Stored data

----

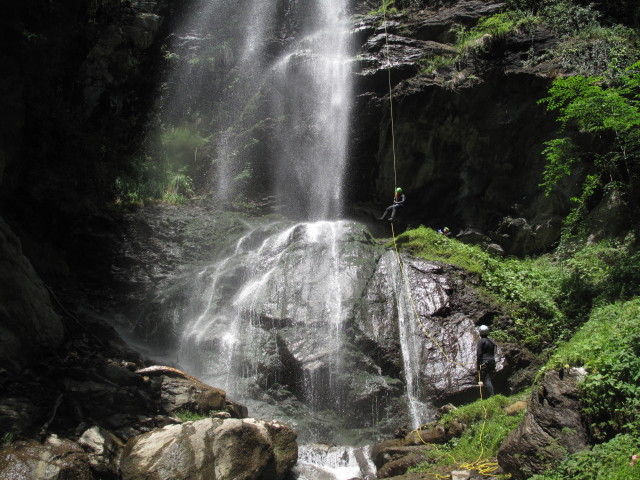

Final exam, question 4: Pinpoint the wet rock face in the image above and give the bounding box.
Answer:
[117,207,504,441]
[121,419,298,480]
[0,435,94,480]
[0,217,65,369]
[498,367,589,479]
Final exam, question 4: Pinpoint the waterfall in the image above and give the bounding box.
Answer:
[162,0,352,216]
[134,0,476,479]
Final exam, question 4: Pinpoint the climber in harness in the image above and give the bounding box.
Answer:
[378,187,406,222]
[477,325,496,398]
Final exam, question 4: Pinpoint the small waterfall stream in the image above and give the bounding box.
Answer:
[136,0,464,480]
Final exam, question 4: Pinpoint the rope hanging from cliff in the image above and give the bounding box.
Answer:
[382,0,498,479]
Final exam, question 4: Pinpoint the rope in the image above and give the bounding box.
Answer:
[382,0,398,188]
[382,0,498,480]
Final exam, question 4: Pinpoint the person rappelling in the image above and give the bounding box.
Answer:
[378,187,407,222]
[476,325,496,398]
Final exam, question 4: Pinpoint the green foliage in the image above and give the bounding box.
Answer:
[397,226,572,351]
[530,435,640,480]
[410,394,525,472]
[451,10,538,55]
[0,432,15,448]
[540,62,640,236]
[369,0,399,15]
[553,25,639,77]
[420,55,457,74]
[160,126,210,172]
[115,126,210,204]
[541,0,601,36]
[546,298,640,439]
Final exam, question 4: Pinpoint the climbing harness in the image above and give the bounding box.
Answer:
[382,0,498,479]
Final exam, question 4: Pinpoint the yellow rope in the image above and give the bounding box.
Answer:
[382,0,398,186]
[382,0,498,480]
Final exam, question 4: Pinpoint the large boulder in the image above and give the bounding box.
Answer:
[0,217,65,368]
[498,368,589,480]
[121,418,298,480]
[0,435,94,480]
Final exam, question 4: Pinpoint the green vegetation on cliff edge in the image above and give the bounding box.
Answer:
[397,226,640,480]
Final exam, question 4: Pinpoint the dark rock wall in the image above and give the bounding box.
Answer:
[350,0,574,255]
[0,0,186,290]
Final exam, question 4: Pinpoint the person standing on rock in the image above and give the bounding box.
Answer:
[378,187,407,222]
[476,325,496,398]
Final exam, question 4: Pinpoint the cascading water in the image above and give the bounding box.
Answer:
[163,0,352,216]
[132,0,476,478]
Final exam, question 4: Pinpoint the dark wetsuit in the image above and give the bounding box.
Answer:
[380,193,407,220]
[477,337,496,397]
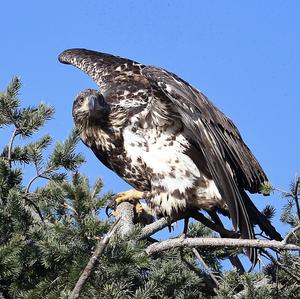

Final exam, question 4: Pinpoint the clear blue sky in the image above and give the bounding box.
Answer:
[0,0,300,239]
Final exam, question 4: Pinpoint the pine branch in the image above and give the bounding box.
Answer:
[7,128,19,168]
[192,248,219,287]
[292,177,300,221]
[138,216,184,240]
[68,218,121,299]
[146,238,300,255]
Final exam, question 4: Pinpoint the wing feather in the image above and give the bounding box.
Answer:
[142,67,267,261]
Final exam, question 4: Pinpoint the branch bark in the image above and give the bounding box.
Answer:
[69,218,121,299]
[146,238,300,255]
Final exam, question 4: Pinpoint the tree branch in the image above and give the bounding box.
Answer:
[263,250,300,283]
[146,238,300,255]
[292,177,300,220]
[69,218,121,299]
[113,201,134,238]
[192,248,219,287]
[282,225,300,244]
[7,128,19,168]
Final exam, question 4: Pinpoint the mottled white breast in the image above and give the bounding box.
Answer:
[123,116,220,215]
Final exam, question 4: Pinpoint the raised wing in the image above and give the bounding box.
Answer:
[58,49,146,95]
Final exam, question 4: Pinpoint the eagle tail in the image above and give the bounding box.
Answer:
[241,190,282,241]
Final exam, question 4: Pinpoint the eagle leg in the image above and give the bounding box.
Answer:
[106,189,144,216]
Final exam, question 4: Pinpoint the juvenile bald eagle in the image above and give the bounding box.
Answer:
[59,49,281,261]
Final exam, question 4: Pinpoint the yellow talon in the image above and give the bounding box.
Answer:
[114,189,144,205]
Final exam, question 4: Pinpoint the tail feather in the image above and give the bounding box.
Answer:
[241,190,282,241]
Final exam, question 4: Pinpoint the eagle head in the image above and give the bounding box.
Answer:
[72,89,110,128]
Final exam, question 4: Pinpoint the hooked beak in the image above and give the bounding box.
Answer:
[89,96,98,111]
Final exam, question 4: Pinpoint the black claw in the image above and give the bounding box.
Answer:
[105,198,117,217]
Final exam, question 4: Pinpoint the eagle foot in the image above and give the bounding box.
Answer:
[106,189,144,216]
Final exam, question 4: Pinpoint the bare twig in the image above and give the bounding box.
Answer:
[138,216,184,240]
[113,201,134,238]
[263,250,300,283]
[69,218,121,299]
[282,225,300,244]
[146,238,300,255]
[293,177,300,220]
[192,248,219,287]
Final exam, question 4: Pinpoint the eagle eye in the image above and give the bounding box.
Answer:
[78,97,84,105]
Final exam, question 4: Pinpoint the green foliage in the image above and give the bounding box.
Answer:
[0,78,300,299]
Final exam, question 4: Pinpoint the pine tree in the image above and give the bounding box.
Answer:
[0,78,300,299]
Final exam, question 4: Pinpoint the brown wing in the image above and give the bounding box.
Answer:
[58,49,147,95]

----

**THE REQUEST**
Rewrite the stretch of rows from the line containing "Final exam, question 4: Pinpoint the hooked" through the line containing "[78,97,84,105]" as a JSON list of strings, one string per line, with blank lines left out.

**TASK SOLUTION**
[
  "Final exam, question 4: Pinpoint the hooked beak in the image above and give the bounding box.",
  "Answer:",
  "[89,96,98,111]",
  "Final exam, question 4: Pinpoint the black claw in the image above and give the bounding box.",
  "Answer:",
  "[105,198,117,217]",
  "Final exam, question 4: Pinpoint the eagle foot in the image above and give the bounding box.",
  "Answer:",
  "[106,189,144,216]",
  "Final exam, question 4: Pinpoint the bare twig in the image above and give the bounding box.",
  "Answer:",
  "[138,216,184,240]",
  "[113,201,134,238]",
  "[263,250,300,283]",
  "[69,218,121,299]",
  "[282,225,300,244]",
  "[146,238,300,255]",
  "[293,177,300,220]",
  "[192,248,219,287]",
  "Final exam, question 4: Pinpoint the eagle eye in the image above and give the bounding box.",
  "Answer:",
  "[78,97,84,105]"
]